**MATERIAL ZUR AUFGABE**:
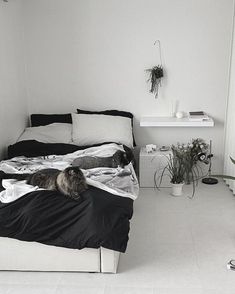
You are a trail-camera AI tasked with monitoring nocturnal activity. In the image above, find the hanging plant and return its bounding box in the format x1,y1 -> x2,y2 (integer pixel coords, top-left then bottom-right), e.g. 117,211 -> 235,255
146,65 -> 163,98
146,40 -> 163,98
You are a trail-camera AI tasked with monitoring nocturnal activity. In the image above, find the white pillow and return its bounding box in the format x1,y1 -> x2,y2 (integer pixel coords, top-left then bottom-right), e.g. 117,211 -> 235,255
17,123 -> 72,143
72,113 -> 133,148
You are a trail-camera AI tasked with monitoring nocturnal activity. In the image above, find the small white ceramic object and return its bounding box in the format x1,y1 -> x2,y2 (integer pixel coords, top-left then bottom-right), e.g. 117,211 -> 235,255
175,111 -> 184,118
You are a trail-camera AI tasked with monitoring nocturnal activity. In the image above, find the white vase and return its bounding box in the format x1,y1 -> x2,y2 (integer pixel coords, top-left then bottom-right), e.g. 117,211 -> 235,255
171,183 -> 184,196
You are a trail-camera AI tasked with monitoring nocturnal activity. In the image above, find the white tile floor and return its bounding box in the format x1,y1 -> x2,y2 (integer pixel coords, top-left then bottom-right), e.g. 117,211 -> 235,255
0,183 -> 235,294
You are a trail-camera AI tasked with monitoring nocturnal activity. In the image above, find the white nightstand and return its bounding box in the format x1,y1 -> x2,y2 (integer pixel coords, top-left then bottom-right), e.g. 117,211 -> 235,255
139,147 -> 172,188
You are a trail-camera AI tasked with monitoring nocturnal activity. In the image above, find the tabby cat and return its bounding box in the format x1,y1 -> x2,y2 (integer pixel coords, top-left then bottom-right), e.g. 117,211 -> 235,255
0,166 -> 87,200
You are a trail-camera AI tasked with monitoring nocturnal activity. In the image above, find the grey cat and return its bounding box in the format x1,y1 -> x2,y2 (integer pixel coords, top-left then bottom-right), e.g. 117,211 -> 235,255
0,166 -> 87,200
72,150 -> 130,169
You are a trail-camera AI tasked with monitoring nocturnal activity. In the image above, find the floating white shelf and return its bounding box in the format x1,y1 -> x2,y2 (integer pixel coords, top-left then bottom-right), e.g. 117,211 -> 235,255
140,116 -> 214,127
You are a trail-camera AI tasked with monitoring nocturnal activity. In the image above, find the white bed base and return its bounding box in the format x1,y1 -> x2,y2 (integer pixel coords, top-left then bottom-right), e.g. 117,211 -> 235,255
0,237 -> 120,273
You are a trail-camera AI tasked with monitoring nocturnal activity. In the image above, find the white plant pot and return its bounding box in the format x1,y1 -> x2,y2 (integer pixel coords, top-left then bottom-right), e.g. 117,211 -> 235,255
171,183 -> 184,196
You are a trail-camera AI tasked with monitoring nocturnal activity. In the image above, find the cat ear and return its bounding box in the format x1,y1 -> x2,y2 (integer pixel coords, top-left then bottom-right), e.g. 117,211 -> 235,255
69,169 -> 75,176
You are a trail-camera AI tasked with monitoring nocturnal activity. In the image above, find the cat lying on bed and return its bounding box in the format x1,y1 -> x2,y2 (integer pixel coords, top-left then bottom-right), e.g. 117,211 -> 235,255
72,150 -> 132,169
0,166 -> 87,200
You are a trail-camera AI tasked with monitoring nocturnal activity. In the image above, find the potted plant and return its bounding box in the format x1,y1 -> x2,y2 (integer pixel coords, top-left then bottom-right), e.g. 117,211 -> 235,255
146,65 -> 163,98
154,145 -> 185,196
154,139 -> 208,197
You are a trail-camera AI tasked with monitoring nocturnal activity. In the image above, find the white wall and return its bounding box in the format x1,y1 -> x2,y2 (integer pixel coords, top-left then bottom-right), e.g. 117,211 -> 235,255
24,0 -> 233,169
0,0 -> 28,158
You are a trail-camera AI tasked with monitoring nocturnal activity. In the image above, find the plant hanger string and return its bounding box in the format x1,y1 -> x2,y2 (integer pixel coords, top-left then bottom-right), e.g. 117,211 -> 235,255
146,40 -> 164,98
153,40 -> 162,67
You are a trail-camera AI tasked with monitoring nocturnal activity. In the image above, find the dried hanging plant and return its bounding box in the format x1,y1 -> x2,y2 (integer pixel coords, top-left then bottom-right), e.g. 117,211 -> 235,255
146,40 -> 163,98
146,65 -> 163,98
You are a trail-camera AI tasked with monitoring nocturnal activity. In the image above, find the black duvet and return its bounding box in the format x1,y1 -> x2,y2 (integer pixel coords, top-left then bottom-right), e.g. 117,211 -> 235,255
0,143 -> 133,252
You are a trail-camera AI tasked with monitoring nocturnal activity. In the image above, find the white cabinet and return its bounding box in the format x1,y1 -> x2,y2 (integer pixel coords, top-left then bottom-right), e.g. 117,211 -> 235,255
139,147 -> 171,188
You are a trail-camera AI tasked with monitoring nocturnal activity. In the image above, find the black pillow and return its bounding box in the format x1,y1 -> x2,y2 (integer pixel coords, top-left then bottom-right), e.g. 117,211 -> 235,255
77,108 -> 136,146
31,113 -> 72,127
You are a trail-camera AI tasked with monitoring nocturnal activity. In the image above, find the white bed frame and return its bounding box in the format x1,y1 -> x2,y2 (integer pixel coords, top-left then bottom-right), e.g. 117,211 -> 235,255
0,237 -> 120,273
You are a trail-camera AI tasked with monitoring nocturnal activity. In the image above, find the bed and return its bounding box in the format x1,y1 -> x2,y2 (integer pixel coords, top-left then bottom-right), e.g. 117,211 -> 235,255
0,110 -> 138,273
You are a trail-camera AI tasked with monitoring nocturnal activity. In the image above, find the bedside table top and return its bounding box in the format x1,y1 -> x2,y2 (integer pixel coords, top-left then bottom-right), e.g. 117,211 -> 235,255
140,147 -> 172,156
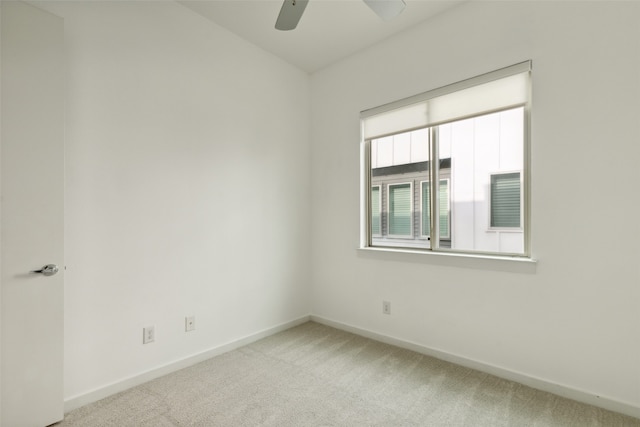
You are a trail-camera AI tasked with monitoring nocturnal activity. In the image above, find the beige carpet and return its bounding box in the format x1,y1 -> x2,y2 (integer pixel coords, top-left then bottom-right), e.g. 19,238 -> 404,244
57,322 -> 640,427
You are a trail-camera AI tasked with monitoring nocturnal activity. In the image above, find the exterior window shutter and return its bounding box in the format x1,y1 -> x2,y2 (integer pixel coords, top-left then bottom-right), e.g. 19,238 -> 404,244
389,184 -> 412,236
491,172 -> 520,227
371,186 -> 382,235
439,179 -> 451,239
422,179 -> 451,239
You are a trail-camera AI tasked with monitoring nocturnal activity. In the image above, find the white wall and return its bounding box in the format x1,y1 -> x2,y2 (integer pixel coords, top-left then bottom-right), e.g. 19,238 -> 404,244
33,2 -> 310,400
312,2 -> 640,416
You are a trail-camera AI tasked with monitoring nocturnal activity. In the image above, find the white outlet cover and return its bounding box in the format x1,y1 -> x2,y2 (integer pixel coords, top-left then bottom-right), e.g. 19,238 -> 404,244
184,316 -> 196,332
142,326 -> 156,344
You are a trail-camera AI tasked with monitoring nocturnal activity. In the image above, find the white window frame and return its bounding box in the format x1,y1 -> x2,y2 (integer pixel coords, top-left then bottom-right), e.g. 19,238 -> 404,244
360,61 -> 532,259
385,181 -> 415,239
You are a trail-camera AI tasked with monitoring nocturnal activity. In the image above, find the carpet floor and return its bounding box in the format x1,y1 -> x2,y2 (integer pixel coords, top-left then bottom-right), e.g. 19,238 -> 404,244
56,322 -> 640,427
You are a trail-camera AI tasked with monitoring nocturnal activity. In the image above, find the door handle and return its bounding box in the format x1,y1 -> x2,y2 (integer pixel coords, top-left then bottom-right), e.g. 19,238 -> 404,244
32,264 -> 58,276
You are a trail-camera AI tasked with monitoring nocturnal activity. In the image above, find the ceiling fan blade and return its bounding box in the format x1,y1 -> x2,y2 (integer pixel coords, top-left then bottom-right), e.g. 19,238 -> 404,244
364,0 -> 406,21
276,0 -> 309,31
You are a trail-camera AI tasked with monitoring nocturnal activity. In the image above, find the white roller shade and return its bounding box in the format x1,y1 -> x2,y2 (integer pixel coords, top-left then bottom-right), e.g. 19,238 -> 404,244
361,61 -> 531,140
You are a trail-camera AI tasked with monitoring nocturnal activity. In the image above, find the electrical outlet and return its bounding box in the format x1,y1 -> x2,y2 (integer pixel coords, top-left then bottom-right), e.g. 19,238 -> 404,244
382,301 -> 391,314
184,316 -> 196,332
142,326 -> 156,344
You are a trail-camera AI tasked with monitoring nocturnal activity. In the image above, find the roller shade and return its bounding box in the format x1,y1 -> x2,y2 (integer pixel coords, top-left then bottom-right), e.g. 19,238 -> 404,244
361,61 -> 531,140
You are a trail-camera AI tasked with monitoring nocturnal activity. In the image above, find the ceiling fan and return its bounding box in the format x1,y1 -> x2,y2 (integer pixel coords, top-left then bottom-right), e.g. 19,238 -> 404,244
276,0 -> 406,31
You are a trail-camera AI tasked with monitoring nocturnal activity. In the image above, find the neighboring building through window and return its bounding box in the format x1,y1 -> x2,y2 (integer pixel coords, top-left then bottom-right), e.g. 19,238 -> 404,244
362,62 -> 530,256
491,172 -> 522,228
371,185 -> 382,236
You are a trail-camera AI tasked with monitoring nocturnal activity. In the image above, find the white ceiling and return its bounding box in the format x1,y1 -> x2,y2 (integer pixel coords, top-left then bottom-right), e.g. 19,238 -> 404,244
180,0 -> 464,73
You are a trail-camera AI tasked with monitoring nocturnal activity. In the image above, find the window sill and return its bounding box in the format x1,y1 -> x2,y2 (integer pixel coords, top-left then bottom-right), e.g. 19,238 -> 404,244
358,247 -> 538,274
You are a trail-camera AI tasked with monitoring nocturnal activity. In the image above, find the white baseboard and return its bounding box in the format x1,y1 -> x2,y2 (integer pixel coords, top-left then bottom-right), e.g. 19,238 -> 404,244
311,315 -> 640,418
64,316 -> 311,413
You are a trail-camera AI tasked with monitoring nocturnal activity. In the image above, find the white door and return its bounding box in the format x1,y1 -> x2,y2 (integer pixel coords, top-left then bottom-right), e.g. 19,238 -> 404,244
0,0 -> 64,427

**ZU ERLEDIGEN**: Gib aus den Daten oben alles von der Zeile mit „the white baseboard“ bis hinunter zur Zeile mit „64,316 -> 311,413“ wortgetreu aus, beide Zeilen eingeschlossen.

**RICHTIGE ANTWORT**:
You are a trail-camera AI tasked with monitoring nocturnal activity. In the image above, find the white baseboard and return its bounding box in the format x1,y1 -> x2,y2 (integer pixel coords, top-left then bottom-right), e.g. 19,238 -> 404,244
311,315 -> 640,418
64,316 -> 311,413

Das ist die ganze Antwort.